▸ **PROBLEM STATEMENT**
Reproduce every line of the listing below without changing a single character.

▸ **RECORDED INFORMATION**
_____
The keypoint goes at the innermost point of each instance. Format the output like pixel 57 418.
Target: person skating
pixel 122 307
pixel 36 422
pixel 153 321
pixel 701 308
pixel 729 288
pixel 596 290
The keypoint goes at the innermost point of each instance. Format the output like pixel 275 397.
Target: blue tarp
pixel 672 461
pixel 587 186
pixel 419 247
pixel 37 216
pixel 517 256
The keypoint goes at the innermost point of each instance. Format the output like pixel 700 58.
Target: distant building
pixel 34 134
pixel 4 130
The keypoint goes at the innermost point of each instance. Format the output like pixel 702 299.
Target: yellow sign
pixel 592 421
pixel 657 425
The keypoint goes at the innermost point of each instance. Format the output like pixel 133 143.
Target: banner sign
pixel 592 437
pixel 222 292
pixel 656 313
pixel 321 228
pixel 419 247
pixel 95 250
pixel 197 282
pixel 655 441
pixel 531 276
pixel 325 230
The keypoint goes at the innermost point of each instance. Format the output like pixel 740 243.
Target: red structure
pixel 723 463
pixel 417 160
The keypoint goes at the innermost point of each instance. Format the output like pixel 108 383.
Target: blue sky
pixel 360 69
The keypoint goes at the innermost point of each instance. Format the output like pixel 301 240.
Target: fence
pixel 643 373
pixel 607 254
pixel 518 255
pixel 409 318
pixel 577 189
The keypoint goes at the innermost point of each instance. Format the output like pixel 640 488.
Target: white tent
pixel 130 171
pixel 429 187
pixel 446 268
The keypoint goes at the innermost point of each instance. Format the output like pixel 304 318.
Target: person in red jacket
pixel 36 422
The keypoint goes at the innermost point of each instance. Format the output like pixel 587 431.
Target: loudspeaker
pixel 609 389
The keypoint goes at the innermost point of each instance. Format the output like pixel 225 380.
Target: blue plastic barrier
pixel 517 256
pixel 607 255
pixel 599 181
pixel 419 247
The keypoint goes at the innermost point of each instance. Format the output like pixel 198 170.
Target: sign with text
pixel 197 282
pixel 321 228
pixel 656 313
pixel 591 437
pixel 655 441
_____
▸ **RESPONSE**
The keypoint goes at the innermost point of each instance. Format the output like pixel 57 418.
Target: person skating
pixel 122 307
pixel 36 422
pixel 153 321
pixel 701 308
pixel 729 288
pixel 596 290
The keypoint goes at the innermost point of each instance. Format the output like pixel 275 397.
Target: blue tarp
pixel 672 461
pixel 587 186
pixel 419 247
pixel 37 216
pixel 517 256
The keypoint goes at the innermost point of each instance. Format the output like pixel 700 58.
Target: distant building
pixel 34 134
pixel 4 130
The keypoint goes at the innermost point of each instance. Format the output like pixel 702 299.
Target: yellow sign
pixel 592 421
pixel 657 425
The keypoint goes at the innermost point of each instance. Format the output like pixel 133 143.
Target: banner sign
pixel 592 437
pixel 222 292
pixel 656 313
pixel 321 228
pixel 419 247
pixel 95 250
pixel 197 282
pixel 655 441
pixel 531 276
pixel 325 230
The keypoint goes at the innermost point of each instance. Format the output like pixel 740 243.
Target: red structure
pixel 723 463
pixel 417 160
The keypoint goes at the innermost point of each instance. Format the output like pixel 108 383.
Target: blue sky
pixel 360 69
The keypoint goes at the innermost point of each instance. Format the output like pixel 301 240.
Target: fence
pixel 643 373
pixel 607 254
pixel 518 255
pixel 409 318
pixel 577 189
The keypoint goes at the innermost point of each instance. Format the output like pixel 640 488.
Target: white tent
pixel 130 171
pixel 429 187
pixel 446 268
The keypoint goes at the innermost point of each instance. Format the output like pixel 304 318.
Target: person in red jacket
pixel 36 422
The keypoint goes at the innermost point of each instance. Format the output like pixel 587 431.
Target: loudspeaker
pixel 609 389
The keypoint goes at the innermost point of each instance. Format the output like pixel 225 380.
Target: blue plastic barrier
pixel 517 256
pixel 607 255
pixel 599 181
pixel 419 247
The keypoint goes at the innermost point of each instance. Format the output like pixel 198 170.
Target: sign with text
pixel 197 282
pixel 321 228
pixel 656 313
pixel 591 437
pixel 655 441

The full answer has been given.